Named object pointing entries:
───
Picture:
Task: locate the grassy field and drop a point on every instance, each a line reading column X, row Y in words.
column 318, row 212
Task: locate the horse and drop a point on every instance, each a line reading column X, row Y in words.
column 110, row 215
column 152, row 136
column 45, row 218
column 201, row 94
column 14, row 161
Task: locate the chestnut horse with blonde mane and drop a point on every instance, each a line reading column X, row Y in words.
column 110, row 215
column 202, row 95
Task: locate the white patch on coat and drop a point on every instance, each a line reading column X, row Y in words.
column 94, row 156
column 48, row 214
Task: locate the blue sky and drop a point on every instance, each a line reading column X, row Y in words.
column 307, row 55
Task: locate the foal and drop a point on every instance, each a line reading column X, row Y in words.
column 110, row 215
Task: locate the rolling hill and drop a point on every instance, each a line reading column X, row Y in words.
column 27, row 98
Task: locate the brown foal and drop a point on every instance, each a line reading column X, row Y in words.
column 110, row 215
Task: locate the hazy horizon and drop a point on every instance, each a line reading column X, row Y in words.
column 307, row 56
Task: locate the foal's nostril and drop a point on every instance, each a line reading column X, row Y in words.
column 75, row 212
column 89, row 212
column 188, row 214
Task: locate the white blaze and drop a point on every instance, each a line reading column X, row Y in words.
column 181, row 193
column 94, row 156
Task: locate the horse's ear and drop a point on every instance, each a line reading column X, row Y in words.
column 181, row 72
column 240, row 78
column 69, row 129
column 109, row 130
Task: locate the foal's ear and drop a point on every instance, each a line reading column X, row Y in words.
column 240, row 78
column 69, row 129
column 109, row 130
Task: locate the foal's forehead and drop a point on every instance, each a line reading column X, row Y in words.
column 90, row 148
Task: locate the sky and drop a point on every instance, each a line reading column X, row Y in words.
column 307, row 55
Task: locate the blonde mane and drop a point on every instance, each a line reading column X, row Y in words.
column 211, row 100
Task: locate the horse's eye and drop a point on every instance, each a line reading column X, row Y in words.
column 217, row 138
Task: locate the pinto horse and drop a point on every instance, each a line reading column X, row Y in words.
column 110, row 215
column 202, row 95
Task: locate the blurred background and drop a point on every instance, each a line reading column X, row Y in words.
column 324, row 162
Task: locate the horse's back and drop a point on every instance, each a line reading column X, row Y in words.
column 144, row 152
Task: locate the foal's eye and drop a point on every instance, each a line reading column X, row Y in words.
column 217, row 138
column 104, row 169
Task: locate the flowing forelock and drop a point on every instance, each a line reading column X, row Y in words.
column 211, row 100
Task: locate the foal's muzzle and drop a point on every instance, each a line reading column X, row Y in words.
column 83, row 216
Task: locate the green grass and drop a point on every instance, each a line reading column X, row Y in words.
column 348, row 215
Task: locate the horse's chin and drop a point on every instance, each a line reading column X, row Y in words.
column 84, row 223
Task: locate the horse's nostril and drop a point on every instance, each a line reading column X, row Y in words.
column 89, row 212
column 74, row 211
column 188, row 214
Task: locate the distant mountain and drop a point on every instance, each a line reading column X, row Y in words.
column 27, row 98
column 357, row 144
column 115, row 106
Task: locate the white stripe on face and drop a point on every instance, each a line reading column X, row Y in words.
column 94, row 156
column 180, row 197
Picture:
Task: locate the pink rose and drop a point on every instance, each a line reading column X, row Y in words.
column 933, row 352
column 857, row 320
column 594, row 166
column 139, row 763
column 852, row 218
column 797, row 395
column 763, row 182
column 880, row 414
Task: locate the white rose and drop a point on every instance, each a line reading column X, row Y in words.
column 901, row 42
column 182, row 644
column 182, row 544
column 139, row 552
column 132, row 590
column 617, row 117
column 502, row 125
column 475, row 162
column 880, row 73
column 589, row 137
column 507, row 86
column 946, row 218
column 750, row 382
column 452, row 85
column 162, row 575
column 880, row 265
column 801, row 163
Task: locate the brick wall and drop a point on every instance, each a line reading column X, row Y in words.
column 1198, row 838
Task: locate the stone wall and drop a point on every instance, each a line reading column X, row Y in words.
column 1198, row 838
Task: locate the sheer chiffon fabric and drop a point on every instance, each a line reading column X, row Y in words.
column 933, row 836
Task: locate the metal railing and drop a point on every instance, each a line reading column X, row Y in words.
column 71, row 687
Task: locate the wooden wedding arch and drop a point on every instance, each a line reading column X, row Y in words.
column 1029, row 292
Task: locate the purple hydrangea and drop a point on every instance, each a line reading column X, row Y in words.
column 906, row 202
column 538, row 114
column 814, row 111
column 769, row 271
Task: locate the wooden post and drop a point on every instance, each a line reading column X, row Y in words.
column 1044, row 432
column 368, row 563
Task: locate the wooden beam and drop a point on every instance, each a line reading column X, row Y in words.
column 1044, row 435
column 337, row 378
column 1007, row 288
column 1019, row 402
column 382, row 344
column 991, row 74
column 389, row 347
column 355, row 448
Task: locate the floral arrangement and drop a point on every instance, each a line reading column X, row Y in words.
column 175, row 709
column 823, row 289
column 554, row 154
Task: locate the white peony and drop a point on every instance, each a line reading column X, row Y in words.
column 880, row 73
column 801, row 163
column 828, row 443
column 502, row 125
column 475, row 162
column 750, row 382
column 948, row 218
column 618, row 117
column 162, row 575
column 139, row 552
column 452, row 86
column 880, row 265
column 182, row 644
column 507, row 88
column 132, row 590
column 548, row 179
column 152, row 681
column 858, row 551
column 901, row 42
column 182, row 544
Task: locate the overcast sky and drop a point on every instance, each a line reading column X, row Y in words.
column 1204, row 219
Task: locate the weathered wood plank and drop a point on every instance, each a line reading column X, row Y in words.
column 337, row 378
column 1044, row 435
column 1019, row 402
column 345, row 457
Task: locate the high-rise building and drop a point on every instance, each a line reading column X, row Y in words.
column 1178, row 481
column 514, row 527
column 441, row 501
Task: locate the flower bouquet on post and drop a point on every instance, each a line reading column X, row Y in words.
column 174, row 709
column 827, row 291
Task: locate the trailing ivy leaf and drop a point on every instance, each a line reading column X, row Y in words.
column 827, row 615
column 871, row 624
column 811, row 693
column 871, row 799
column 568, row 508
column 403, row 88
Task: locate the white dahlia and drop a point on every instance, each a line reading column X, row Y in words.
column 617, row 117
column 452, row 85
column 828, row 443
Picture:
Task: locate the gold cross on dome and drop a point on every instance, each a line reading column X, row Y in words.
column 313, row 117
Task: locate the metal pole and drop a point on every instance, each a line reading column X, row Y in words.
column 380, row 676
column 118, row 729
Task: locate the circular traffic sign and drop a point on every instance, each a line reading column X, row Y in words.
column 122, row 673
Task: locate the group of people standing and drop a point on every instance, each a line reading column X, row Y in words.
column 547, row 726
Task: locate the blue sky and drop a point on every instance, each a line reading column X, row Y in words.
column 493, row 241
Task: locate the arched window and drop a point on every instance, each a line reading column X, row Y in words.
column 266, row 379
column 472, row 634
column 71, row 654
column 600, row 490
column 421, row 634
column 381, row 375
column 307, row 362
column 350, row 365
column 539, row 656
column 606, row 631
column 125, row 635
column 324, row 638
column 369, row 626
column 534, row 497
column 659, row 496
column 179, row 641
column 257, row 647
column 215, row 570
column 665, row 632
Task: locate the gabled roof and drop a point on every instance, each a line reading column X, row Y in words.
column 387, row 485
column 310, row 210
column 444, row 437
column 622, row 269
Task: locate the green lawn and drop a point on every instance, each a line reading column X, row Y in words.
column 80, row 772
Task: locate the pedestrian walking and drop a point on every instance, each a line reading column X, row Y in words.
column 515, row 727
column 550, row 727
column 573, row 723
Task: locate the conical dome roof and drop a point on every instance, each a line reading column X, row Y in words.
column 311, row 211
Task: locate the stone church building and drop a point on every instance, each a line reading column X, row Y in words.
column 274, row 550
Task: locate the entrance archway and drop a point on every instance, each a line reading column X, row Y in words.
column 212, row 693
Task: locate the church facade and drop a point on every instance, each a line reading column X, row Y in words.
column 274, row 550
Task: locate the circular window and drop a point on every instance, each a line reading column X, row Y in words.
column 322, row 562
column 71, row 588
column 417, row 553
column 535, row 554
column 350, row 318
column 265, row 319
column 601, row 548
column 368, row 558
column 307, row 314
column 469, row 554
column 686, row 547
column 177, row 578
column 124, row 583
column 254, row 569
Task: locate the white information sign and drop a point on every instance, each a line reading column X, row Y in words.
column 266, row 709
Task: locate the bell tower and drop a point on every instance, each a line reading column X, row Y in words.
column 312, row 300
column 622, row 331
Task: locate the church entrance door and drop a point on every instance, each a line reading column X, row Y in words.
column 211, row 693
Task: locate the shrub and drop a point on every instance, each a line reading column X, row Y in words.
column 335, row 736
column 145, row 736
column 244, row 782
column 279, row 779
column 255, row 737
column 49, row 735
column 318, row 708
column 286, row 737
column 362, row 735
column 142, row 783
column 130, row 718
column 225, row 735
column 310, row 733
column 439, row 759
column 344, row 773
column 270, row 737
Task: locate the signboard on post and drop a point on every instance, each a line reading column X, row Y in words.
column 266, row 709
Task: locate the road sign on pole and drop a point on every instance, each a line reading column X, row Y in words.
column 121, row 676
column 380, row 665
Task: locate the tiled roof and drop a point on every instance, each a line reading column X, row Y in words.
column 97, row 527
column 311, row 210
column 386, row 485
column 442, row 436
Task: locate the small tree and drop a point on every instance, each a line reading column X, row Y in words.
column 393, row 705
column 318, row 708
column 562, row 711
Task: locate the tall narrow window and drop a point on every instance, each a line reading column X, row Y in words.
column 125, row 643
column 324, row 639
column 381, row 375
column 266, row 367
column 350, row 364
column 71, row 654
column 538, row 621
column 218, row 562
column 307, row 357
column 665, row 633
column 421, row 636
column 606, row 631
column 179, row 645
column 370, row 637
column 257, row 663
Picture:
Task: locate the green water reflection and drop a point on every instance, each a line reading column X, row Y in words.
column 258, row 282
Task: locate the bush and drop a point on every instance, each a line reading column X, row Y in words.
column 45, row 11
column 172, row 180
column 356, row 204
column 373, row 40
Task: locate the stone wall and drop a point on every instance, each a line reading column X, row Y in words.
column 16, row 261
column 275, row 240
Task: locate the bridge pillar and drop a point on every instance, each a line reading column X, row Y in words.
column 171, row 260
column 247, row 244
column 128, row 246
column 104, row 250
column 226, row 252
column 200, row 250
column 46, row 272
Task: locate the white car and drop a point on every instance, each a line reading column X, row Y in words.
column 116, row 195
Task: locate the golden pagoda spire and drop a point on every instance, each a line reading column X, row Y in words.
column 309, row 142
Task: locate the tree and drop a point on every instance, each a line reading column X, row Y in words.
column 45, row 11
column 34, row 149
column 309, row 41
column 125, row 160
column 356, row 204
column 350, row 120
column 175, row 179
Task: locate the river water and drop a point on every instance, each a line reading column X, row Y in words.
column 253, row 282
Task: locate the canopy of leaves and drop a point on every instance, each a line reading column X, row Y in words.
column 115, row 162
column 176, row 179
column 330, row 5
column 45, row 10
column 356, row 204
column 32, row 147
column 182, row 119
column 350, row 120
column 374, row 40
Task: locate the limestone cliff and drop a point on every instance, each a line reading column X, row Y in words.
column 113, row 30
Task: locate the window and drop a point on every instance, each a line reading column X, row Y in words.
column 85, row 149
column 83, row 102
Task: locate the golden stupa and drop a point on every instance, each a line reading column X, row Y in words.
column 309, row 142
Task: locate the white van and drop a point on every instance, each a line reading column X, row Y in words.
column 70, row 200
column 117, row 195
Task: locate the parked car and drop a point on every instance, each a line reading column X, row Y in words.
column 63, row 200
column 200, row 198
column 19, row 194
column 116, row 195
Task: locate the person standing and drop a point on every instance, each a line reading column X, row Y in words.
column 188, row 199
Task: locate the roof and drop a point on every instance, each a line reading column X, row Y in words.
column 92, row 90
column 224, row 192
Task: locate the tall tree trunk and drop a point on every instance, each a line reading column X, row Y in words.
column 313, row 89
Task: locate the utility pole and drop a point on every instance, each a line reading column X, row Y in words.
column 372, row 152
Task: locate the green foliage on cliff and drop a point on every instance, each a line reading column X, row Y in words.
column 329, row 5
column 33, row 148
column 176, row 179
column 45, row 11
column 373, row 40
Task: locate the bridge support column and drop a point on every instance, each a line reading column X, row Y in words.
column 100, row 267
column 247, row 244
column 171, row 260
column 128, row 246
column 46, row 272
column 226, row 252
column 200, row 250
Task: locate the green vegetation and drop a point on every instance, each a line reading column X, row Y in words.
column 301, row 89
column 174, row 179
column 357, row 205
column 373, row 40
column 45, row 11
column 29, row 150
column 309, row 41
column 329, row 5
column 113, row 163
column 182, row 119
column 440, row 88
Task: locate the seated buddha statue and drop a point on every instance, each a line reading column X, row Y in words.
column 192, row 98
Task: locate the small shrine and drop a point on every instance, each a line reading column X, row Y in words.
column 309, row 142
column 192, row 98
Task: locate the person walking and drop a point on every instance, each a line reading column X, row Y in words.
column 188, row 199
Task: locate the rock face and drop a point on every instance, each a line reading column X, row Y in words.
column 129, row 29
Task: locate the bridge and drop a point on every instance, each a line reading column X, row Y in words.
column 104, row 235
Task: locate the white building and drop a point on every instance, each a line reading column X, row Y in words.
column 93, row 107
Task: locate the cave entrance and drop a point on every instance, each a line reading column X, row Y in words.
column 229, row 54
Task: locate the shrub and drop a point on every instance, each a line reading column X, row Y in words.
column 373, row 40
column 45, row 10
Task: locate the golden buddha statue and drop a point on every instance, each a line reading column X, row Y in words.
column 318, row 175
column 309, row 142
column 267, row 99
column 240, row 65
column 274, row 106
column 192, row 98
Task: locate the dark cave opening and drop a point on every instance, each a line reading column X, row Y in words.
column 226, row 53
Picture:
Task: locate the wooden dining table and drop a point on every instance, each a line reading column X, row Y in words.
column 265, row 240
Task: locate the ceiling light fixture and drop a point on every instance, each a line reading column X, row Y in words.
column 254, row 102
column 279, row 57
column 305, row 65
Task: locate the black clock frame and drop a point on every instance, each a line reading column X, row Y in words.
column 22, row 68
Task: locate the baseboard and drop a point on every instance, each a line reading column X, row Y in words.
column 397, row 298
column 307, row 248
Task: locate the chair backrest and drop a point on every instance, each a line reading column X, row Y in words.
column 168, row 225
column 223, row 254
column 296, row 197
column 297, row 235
───
__What is expected__: Reproduce the lines starting at the line that contains "Task: locate the weathered" and ending at the line that contains "column 441, row 501", changing "high-rise building" to "office tower" and leaving everything else unchanged.

__Result__:
Task: locate the weathered wood plank and drop a point on every instance, each a line reading column X, row Y in words.
column 337, row 378
column 1044, row 435
column 1019, row 402
column 345, row 457
Task: locate the office tower and drop a point on every instance, each a line reading column X, row Y in words.
column 1178, row 481
column 514, row 527
column 441, row 501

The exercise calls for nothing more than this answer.